SELECTED TEXT:
1. Claude’s New Gig?
After conquering code and PPT slides, Anthropic now sets its sights on drug discovery. The company released Claude Science for researchers and announced its own development efforts in rare diseases. Fast Company reports live from the demo:
Seemingly every discussion about how AI might radically improve human life quickly turns to the possibility of it curing cancer. … But I came away from Anthropic’s event resolving not to fixate on one or two big, audacious medical goals when thinking about AI and science. If all we get are hundreds or thousands of smaller, more quickly achievable advances, that’s hardly reason to conclude that AI’s promise turned out to be overblown.
But the author’s #1 takeaway? “Claude Science Looks Cool.” (Elsewhere, WSJ on why pharma AI won’t meet Wall Street’s timeline.)
2. Oncology’s New Era?
A new drug for pancreatic cancer brought a ballroom full of researchers to their feet. Stacy Wentworth, author of the Cancer Culture Substack, says why the result “matters beyond a single drug or a single disease”:
Daraxonrasib is not a map. It is a key that, once placed in the lock, leads to cancer cell death. … The old dream of the magic bullet is being remade into something less romantic and more real: not one miraculous cure, but carefully designed treatments matched to the biology of a particular cancer in a particular patient.
3. Nature on TikTok
“The future of fact-based communication is at stake,” declares Nature, on what the rise of TikTok and other platforms mean for those who produce, vet, share, and read research. As misinformation rises, the respected journal is stepping into the fray:
More researchers and science communicators, those who have the knowledge and skills to convey science in line with research integrity principles, need to be on these platforms. As our News feature shows, many scientists are. Nature has a well-established presence on Instagram and YouTube; a few months ago, we also joined TikTok.
Short videos have their strengths and limitations…But done well, narrative storytelling, infographics, animation and video are all incredibly compelling and popular ways to engage people with science.

RECORDS PROVIDED:
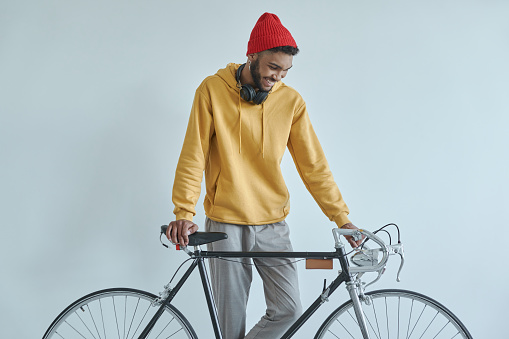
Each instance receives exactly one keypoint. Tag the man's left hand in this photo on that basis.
(348, 238)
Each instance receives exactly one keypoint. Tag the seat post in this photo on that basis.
(209, 297)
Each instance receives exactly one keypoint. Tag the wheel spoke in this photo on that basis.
(408, 315)
(118, 314)
(93, 320)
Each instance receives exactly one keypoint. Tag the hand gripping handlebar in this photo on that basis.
(386, 249)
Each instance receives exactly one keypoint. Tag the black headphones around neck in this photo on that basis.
(248, 93)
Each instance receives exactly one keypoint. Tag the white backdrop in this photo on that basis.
(409, 99)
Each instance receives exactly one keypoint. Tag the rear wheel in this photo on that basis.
(395, 314)
(117, 313)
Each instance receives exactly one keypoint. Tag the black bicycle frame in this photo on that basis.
(199, 260)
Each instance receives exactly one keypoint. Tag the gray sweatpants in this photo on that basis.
(231, 281)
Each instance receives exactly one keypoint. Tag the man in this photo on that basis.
(242, 120)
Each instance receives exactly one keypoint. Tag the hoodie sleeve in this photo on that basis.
(193, 158)
(309, 158)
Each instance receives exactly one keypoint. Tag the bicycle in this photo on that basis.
(130, 313)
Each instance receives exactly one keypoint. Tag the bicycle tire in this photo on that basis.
(117, 313)
(395, 314)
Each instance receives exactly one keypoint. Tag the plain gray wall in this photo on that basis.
(409, 99)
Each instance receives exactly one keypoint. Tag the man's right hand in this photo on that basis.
(179, 230)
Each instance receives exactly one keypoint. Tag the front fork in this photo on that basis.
(352, 288)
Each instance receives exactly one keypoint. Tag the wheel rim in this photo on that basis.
(396, 314)
(121, 314)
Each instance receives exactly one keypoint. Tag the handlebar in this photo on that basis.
(386, 250)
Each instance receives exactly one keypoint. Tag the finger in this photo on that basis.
(193, 229)
(174, 234)
(352, 242)
(168, 230)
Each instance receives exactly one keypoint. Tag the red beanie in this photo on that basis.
(269, 33)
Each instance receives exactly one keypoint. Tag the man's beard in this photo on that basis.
(254, 68)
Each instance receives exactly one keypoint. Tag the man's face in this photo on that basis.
(267, 68)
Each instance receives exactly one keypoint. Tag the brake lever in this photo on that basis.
(398, 249)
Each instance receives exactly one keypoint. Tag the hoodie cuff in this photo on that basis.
(184, 215)
(341, 219)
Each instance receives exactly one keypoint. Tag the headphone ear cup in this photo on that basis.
(260, 97)
(247, 92)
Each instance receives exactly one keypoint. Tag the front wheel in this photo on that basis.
(395, 314)
(117, 313)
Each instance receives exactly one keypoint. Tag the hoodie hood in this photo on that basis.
(228, 75)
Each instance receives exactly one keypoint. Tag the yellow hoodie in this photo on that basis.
(240, 146)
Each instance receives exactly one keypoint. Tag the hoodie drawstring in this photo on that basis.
(240, 125)
(239, 107)
(263, 130)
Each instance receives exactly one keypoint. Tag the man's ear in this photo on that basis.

ACTIVITY: Please continue the science newsletter from where it stops. The entries are separate material and have nothing to do with the science newsletter.

OUTPUT BELOW:
4. Tick Talk
Ticks are spreading more diseases to new areas, driven by climate change and other shifts. The most mysterious may be “alpha-gal” syndrome, which among other symptoms, makes people allergic to burgers. (Seriously). The New Yorker story will make your skin crawl:
Alpha-gal syndrome was an epidemiological novelty at first—an oft-told tale of far-flung scientists, baffling symptoms, and bloodthirsty ticks. Then it began to spread. The syndrome has now infected people in more than thirty countries on six continents. It can be found in Germany’s Black Forest and on small farms in South Africa, in the rain forests of Peru and the mountains of western Japan.
5. On The Clock
If you like organ clocks, you’re going to love cell clocks. That’s the message from Eric Topol, who breaks down how cell aging varies and what it means for how we understand, predict, and address disease:
Frankly, I would not have expected we could track aging for different cell types, like brain astrocytes or microglia, from the proteins appearing in the blood. But that is what is now possible.
Over 40 cell types were assessed in over 60,000 individuals with over 7,000 proteins biological aging. A compelling pattern was seen for many conditions, [such as] brain astrocytes and the risk of Alzheimer’s disease (AD). People with accelerated aging (“old”) of these cells had a 12.6 fold higher rate of developing AD compared with slow (“young”) aging of astrocytes.